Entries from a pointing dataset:
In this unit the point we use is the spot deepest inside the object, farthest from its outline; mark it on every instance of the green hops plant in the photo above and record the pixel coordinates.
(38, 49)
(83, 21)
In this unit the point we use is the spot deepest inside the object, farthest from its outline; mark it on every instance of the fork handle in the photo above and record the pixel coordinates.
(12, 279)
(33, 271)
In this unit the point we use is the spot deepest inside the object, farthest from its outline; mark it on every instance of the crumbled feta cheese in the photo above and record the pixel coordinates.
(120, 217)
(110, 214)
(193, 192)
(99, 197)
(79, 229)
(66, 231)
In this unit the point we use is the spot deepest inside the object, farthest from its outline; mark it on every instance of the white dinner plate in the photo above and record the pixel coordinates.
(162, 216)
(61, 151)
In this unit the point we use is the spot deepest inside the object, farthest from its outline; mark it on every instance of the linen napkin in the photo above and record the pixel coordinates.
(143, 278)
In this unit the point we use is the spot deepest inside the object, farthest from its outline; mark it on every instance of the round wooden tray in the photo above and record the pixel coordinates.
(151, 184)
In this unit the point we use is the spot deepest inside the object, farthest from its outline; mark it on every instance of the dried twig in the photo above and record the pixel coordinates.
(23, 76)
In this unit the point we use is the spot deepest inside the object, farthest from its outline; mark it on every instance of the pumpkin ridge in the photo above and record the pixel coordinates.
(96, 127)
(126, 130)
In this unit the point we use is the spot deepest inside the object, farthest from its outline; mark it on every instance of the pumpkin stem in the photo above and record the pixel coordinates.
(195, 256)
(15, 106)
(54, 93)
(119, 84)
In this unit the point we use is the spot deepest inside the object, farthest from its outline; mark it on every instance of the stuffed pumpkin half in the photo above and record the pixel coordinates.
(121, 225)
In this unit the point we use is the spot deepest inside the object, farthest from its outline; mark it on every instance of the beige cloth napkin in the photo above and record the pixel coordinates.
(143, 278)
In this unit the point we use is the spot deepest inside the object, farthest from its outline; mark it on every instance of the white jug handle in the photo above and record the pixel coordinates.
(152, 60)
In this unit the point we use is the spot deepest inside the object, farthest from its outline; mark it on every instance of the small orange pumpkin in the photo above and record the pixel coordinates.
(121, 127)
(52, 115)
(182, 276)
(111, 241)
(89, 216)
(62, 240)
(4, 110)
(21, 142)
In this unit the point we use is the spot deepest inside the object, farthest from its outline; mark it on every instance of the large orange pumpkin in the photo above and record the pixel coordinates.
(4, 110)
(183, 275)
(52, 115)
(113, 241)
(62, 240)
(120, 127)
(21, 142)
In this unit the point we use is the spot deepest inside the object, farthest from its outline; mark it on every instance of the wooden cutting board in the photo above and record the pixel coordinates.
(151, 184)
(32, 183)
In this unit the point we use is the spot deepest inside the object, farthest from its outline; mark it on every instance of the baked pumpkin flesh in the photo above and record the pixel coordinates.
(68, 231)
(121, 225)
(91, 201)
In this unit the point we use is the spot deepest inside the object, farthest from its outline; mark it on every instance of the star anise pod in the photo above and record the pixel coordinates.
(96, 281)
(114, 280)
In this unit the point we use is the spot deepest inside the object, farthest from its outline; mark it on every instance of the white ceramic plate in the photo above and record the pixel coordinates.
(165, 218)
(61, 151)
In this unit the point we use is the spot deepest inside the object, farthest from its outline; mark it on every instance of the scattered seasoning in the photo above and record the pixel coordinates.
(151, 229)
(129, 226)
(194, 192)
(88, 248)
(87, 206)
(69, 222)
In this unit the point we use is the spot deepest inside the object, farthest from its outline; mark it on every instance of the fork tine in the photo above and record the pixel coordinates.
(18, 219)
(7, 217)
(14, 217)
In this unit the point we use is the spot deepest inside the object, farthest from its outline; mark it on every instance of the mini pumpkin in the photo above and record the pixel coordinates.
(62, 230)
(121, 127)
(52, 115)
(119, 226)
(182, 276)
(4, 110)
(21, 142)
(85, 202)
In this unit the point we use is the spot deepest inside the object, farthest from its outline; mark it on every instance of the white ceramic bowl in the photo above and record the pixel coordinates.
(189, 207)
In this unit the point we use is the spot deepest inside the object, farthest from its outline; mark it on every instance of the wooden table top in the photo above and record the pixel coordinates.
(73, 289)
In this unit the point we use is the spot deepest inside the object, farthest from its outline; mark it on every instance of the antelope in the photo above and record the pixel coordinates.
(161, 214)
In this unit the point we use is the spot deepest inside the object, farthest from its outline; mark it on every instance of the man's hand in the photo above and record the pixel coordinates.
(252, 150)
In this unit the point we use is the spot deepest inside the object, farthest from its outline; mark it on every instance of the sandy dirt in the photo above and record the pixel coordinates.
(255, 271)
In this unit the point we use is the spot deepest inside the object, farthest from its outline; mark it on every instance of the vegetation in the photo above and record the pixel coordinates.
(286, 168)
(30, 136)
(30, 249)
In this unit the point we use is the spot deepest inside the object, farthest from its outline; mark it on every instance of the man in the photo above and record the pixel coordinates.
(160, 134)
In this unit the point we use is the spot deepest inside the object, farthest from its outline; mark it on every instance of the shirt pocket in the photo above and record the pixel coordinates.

WRITTEN EXERCISE: Set down, word for word, only the lines running from the line with "of the vegetation" to the last line of the listing above. Both of those lines belong in your answer.

ANSWER TO THE PROBLEM:
In this unit the point we use is the spot deepest inside the object, farthest from its outline; mark it on every instance of the vegetation in the photo above and record the pixel coordinates.
(286, 168)
(30, 136)
(30, 249)
In this unit the point we use is the spot deepest inside the object, farthest from its outline; mark it on every instance of the man in the photo above and record the pixel coordinates.
(160, 134)
In this unit the point we use is the spot deepest inside the object, farthest from its outline; mark it on every instance of the shirt pocket in the photo above and record the pixel coordinates.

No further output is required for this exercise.